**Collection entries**
+ + +

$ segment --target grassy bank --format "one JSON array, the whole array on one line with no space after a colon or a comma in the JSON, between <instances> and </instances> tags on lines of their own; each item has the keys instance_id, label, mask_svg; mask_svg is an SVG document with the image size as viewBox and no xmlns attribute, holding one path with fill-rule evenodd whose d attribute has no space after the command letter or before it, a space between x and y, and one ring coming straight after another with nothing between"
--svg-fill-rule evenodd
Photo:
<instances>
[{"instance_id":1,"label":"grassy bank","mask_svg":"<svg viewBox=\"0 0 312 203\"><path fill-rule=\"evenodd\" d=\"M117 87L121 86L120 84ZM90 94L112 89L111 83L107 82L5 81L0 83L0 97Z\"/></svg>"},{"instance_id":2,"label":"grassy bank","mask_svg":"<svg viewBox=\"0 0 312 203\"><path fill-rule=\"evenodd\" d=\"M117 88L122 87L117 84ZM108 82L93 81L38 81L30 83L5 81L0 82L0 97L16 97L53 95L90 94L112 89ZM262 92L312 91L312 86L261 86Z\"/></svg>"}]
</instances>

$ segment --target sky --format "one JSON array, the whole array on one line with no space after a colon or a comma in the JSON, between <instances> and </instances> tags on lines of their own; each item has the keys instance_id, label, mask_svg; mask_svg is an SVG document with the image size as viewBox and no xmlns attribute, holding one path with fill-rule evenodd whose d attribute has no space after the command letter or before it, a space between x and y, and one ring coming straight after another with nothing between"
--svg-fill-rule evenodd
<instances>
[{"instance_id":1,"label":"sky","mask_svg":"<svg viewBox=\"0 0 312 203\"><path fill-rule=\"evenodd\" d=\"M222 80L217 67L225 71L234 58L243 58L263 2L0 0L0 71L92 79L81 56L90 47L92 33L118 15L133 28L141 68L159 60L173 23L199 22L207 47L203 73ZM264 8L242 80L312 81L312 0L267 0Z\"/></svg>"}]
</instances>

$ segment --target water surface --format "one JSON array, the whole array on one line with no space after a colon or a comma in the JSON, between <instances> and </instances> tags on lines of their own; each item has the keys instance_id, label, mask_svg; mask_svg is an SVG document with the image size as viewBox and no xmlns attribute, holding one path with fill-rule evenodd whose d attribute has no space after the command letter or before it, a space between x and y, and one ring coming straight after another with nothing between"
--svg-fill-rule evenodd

+ + +

**What you are asked to do**
Rewrite the entries from the line containing "segment --target sky" through the end of the entries, changing "water surface" to "lake surface" and keeping everything else identical.

**Problem solution**
$ segment --target sky --format "one JSON array, the whole array on one line with no space after a colon or a comma in the JSON, between <instances> and </instances> tags on lines of their own; each item has the keys instance_id, label, mask_svg; mask_svg is an SVG document with the image size as viewBox and no xmlns attribute, holding one path with fill-rule evenodd whose d attribute has no space after the command letter or before it, a space between x and y, and one ring coming straight after another with nothing between"
--svg-fill-rule evenodd
<instances>
[{"instance_id":1,"label":"sky","mask_svg":"<svg viewBox=\"0 0 312 203\"><path fill-rule=\"evenodd\" d=\"M222 80L217 67L225 71L234 58L243 58L263 2L0 0L0 71L92 79L81 56L90 47L92 33L118 15L133 28L141 68L159 60L173 23L199 22L207 47L203 73ZM264 8L242 80L312 81L312 0L267 0Z\"/></svg>"}]
</instances>

$ segment --target lake surface --format "one JSON array, the whole array on one line with no space after a colon or a comma in the JSON, between <instances> and </instances> tags on lines of their own; each item has the keys instance_id, label, mask_svg; mask_svg is an SVG document with the image size as viewBox and no xmlns attribute, holding one path with fill-rule evenodd whose d attribute has no space after the command letter or before it, a space between x and y, and one ring coming straight after another with nothing between"
--svg-fill-rule evenodd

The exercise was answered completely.